AVAILABLE RECORDS:
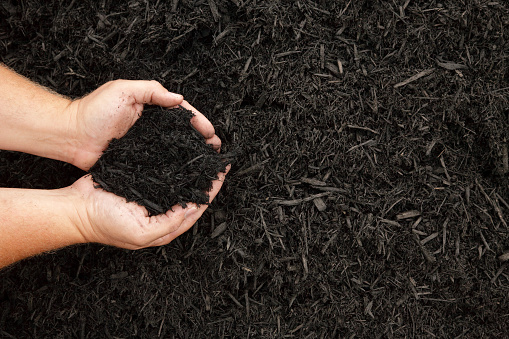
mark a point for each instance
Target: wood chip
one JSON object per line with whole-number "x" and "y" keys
{"x": 408, "y": 215}
{"x": 214, "y": 10}
{"x": 219, "y": 230}
{"x": 320, "y": 204}
{"x": 296, "y": 202}
{"x": 313, "y": 182}
{"x": 451, "y": 65}
{"x": 415, "y": 77}
{"x": 504, "y": 257}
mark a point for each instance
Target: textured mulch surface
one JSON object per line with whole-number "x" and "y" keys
{"x": 370, "y": 192}
{"x": 161, "y": 162}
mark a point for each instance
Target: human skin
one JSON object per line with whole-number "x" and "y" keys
{"x": 38, "y": 121}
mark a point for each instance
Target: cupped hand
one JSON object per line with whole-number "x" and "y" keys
{"x": 108, "y": 219}
{"x": 113, "y": 108}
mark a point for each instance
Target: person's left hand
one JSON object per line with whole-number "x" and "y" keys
{"x": 112, "y": 109}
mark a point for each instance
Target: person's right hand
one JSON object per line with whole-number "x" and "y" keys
{"x": 108, "y": 219}
{"x": 112, "y": 109}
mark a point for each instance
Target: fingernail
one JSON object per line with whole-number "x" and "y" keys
{"x": 191, "y": 213}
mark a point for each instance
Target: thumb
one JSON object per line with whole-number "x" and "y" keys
{"x": 153, "y": 93}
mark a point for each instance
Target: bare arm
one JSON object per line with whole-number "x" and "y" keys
{"x": 32, "y": 119}
{"x": 37, "y": 121}
{"x": 36, "y": 221}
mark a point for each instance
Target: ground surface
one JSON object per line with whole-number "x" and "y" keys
{"x": 161, "y": 162}
{"x": 370, "y": 196}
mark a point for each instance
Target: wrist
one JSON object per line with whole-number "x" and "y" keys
{"x": 76, "y": 213}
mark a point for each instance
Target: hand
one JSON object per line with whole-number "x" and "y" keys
{"x": 109, "y": 219}
{"x": 112, "y": 109}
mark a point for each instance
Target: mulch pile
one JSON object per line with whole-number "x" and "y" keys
{"x": 369, "y": 196}
{"x": 161, "y": 162}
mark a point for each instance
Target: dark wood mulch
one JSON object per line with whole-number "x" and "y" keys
{"x": 161, "y": 162}
{"x": 370, "y": 194}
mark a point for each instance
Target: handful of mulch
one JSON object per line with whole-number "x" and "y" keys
{"x": 161, "y": 162}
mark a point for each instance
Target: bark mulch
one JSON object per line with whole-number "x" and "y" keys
{"x": 369, "y": 195}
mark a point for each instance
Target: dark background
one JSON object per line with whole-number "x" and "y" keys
{"x": 310, "y": 95}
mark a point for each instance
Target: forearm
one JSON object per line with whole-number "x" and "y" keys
{"x": 36, "y": 221}
{"x": 32, "y": 119}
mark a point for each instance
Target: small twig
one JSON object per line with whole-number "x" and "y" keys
{"x": 299, "y": 201}
{"x": 415, "y": 77}
{"x": 494, "y": 204}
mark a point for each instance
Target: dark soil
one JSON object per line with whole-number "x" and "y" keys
{"x": 370, "y": 197}
{"x": 161, "y": 162}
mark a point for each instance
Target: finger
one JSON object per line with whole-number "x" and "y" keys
{"x": 200, "y": 122}
{"x": 215, "y": 142}
{"x": 188, "y": 222}
{"x": 168, "y": 222}
{"x": 151, "y": 92}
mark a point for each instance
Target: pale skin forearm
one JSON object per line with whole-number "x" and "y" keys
{"x": 36, "y": 221}
{"x": 32, "y": 119}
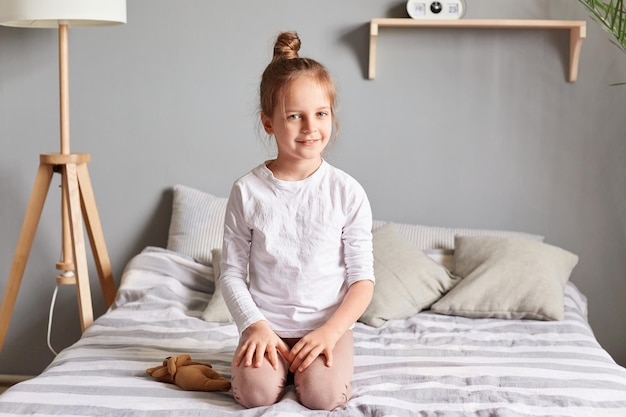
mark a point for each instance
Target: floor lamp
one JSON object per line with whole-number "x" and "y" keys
{"x": 77, "y": 202}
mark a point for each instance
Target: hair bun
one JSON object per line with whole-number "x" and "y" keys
{"x": 287, "y": 46}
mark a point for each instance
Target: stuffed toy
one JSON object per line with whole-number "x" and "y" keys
{"x": 189, "y": 375}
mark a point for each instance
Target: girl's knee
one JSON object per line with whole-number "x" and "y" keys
{"x": 255, "y": 393}
{"x": 323, "y": 395}
{"x": 257, "y": 387}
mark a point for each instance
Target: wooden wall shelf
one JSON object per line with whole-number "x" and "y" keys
{"x": 577, "y": 28}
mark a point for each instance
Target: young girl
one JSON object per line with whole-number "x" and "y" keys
{"x": 300, "y": 229}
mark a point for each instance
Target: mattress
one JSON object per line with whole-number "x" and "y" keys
{"x": 426, "y": 365}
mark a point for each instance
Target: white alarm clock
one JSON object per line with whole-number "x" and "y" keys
{"x": 445, "y": 9}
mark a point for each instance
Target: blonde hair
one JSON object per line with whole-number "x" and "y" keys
{"x": 285, "y": 67}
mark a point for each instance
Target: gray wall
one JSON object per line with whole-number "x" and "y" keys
{"x": 464, "y": 128}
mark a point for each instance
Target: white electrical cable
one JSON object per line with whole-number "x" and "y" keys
{"x": 54, "y": 297}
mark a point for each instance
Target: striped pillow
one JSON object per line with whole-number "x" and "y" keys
{"x": 432, "y": 237}
{"x": 197, "y": 224}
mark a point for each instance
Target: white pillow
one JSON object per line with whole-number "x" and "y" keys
{"x": 197, "y": 223}
{"x": 217, "y": 310}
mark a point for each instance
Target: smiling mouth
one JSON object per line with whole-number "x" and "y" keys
{"x": 308, "y": 142}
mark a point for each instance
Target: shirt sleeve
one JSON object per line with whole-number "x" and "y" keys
{"x": 234, "y": 264}
{"x": 357, "y": 238}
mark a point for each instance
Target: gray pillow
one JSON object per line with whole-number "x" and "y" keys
{"x": 407, "y": 280}
{"x": 217, "y": 310}
{"x": 197, "y": 223}
{"x": 508, "y": 278}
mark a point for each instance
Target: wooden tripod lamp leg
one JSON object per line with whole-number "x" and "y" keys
{"x": 96, "y": 236}
{"x": 24, "y": 245}
{"x": 72, "y": 190}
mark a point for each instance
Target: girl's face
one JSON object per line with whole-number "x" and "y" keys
{"x": 303, "y": 128}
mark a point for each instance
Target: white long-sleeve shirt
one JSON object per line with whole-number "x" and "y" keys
{"x": 302, "y": 243}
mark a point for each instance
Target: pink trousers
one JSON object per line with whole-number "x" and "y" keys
{"x": 318, "y": 387}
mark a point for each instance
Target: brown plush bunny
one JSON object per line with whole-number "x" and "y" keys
{"x": 189, "y": 375}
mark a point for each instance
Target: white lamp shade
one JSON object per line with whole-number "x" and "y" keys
{"x": 51, "y": 13}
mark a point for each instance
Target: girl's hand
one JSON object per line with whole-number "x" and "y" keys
{"x": 257, "y": 341}
{"x": 320, "y": 341}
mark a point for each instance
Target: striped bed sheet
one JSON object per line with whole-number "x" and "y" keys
{"x": 426, "y": 365}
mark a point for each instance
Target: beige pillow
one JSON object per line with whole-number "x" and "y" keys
{"x": 407, "y": 280}
{"x": 217, "y": 310}
{"x": 509, "y": 278}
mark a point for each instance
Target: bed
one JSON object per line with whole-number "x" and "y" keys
{"x": 413, "y": 357}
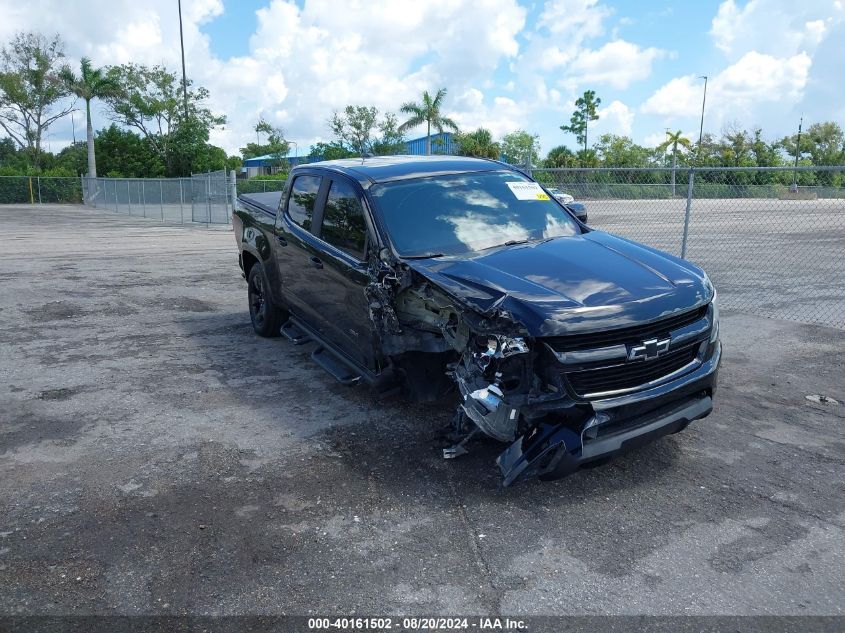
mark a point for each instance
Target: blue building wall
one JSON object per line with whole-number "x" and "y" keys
{"x": 440, "y": 144}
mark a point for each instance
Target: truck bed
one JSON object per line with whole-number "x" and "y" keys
{"x": 266, "y": 201}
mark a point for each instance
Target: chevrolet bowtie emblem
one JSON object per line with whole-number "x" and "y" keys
{"x": 649, "y": 349}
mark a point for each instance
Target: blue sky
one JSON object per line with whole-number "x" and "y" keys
{"x": 507, "y": 64}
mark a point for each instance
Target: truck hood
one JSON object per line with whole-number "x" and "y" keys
{"x": 572, "y": 284}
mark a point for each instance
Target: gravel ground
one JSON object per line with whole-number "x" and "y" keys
{"x": 158, "y": 458}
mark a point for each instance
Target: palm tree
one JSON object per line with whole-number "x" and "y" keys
{"x": 479, "y": 143}
{"x": 674, "y": 139}
{"x": 91, "y": 83}
{"x": 427, "y": 112}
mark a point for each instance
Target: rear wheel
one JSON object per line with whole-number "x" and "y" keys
{"x": 267, "y": 317}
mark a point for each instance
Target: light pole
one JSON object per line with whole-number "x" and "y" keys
{"x": 295, "y": 151}
{"x": 184, "y": 76}
{"x": 794, "y": 187}
{"x": 701, "y": 128}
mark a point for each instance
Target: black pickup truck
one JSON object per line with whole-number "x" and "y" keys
{"x": 433, "y": 274}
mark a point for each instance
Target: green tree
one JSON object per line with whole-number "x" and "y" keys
{"x": 520, "y": 147}
{"x": 359, "y": 131}
{"x": 353, "y": 128}
{"x": 330, "y": 151}
{"x": 91, "y": 83}
{"x": 275, "y": 146}
{"x": 150, "y": 100}
{"x": 73, "y": 158}
{"x": 586, "y": 108}
{"x": 30, "y": 89}
{"x": 428, "y": 112}
{"x": 673, "y": 140}
{"x": 124, "y": 153}
{"x": 479, "y": 143}
{"x": 392, "y": 140}
{"x": 12, "y": 159}
{"x": 620, "y": 151}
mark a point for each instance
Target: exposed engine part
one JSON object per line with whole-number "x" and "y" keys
{"x": 386, "y": 282}
{"x": 498, "y": 346}
{"x": 459, "y": 449}
{"x": 486, "y": 407}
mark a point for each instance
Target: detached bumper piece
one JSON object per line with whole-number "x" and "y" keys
{"x": 553, "y": 451}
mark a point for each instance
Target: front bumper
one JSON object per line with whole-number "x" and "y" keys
{"x": 551, "y": 451}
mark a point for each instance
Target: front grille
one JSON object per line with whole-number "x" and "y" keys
{"x": 630, "y": 374}
{"x": 606, "y": 338}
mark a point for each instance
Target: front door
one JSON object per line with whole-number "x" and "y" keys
{"x": 343, "y": 303}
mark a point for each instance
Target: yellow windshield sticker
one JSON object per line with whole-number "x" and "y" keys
{"x": 527, "y": 191}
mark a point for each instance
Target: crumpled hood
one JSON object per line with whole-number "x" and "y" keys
{"x": 572, "y": 284}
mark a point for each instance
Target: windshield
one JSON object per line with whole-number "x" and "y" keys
{"x": 456, "y": 214}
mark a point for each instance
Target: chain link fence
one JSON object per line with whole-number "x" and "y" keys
{"x": 202, "y": 198}
{"x": 40, "y": 190}
{"x": 771, "y": 239}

REQUEST:
Count the lines above that contain the string "forearm", and reply with the number alone.

ANSWER TO THIS EXERCISE:
2